I left the film full of rage, despondent, and convicted-  if you serve any religious institution, you need to see this film.

Spotlight is the cautionary tale of an institution that is more invested in self-protection than the protection of the vulnerable.

This is non-neogotiable: If you plan to attend to the tender spiritual lives of people, you need to know and see what damage any of us or our institutions can do. Ministry is an awesome responsibility, which is part of what makes it such meaningful work.  The flip-side of this power and intimacy in people’s lives and souls is the potential for enormous damage. I wish our ordination vows included the promise to “do no harm.”

There are plenty of strong reviews of the film: Vulture, Wall Street Journal, NPR, New York Times, The New Yorker, Variety, the Roman Catholic magazine America, and the definitive review by Ty Burr from the Boston Globe. Here, I’m less interested in whether this is a good film ( near unanimous reviews think it is, and I do too), and more interested in what we who lead religious institutions might learn and do.

Maurice Timothy Reidy, the executive editor of the Roman Catholic America magazine wrote he left the film with “the nagging thought that the abuse scandal is something that all Catholics have to reckon with in some fashion.” I would argue that anyone invested in institutions needs to reckon with the institutional power and responsibility made visible in this film.

GIVEN TASK 1: Reproduce the part of the Spotlight piece that opens with the words containing "This is non-neogotiable: If" and closes with "learn and do.".

Entries pointing to named objects:
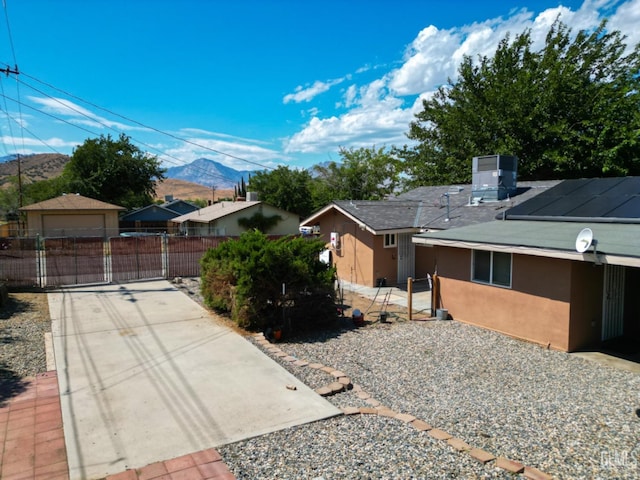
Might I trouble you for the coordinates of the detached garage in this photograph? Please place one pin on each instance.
(72, 215)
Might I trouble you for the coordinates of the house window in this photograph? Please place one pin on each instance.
(389, 240)
(493, 268)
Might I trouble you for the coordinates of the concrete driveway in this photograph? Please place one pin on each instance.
(146, 374)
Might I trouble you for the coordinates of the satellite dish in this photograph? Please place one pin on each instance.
(584, 240)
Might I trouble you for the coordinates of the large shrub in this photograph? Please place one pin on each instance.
(263, 283)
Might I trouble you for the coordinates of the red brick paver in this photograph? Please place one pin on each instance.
(32, 435)
(32, 442)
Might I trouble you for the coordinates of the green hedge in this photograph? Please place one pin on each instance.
(244, 279)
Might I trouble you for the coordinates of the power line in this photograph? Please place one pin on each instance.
(175, 137)
(165, 156)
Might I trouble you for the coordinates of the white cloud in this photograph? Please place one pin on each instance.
(627, 19)
(78, 115)
(307, 94)
(380, 112)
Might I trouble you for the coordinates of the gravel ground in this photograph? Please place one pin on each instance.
(23, 323)
(566, 416)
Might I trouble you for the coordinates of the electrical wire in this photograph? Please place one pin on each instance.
(163, 155)
(140, 124)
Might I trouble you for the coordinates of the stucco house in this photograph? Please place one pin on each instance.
(225, 219)
(156, 218)
(72, 215)
(371, 241)
(526, 276)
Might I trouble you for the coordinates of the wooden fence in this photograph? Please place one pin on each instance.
(54, 262)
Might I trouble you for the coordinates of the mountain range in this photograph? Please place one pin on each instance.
(208, 173)
(202, 171)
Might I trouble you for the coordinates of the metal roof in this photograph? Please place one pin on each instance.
(615, 243)
(587, 199)
(72, 201)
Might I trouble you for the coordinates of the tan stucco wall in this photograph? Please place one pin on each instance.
(425, 261)
(288, 225)
(35, 222)
(385, 263)
(536, 308)
(586, 305)
(354, 256)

GIVEN TASK 2: Show every line of the records that contains the string "stucco".

WRITTEN REPLY 1:
This is non-neogotiable: If you plan to attend to the tender spiritual lives of people, you need to know and see what damage any of us or our institutions can do. Ministry is an awesome responsibility, which is part of what makes it such meaningful work.  The flip-side of this power and intimacy in people’s lives and souls is the potential for enormous damage. I wish our ordination vows included the promise to “do no harm.”

There are plenty of strong reviews of the film: Vulture, Wall Street Journal, NPR, New York Times, The New Yorker, Variety, the Roman Catholic magazine America, and the definitive review by Ty Burr from the Boston Globe. Here, I’m less interested in whether this is a good film ( near unanimous reviews think it is, and I do too), and more interested in what we who lead religious institutions might learn and do.

WRITTEN REPLY 2:
Might I trouble you for the coordinates of the stucco house in this photograph? Please place one pin on each instance.
Might I trouble you for the coordinates of the tan stucco wall in this photograph? Please place one pin on each instance.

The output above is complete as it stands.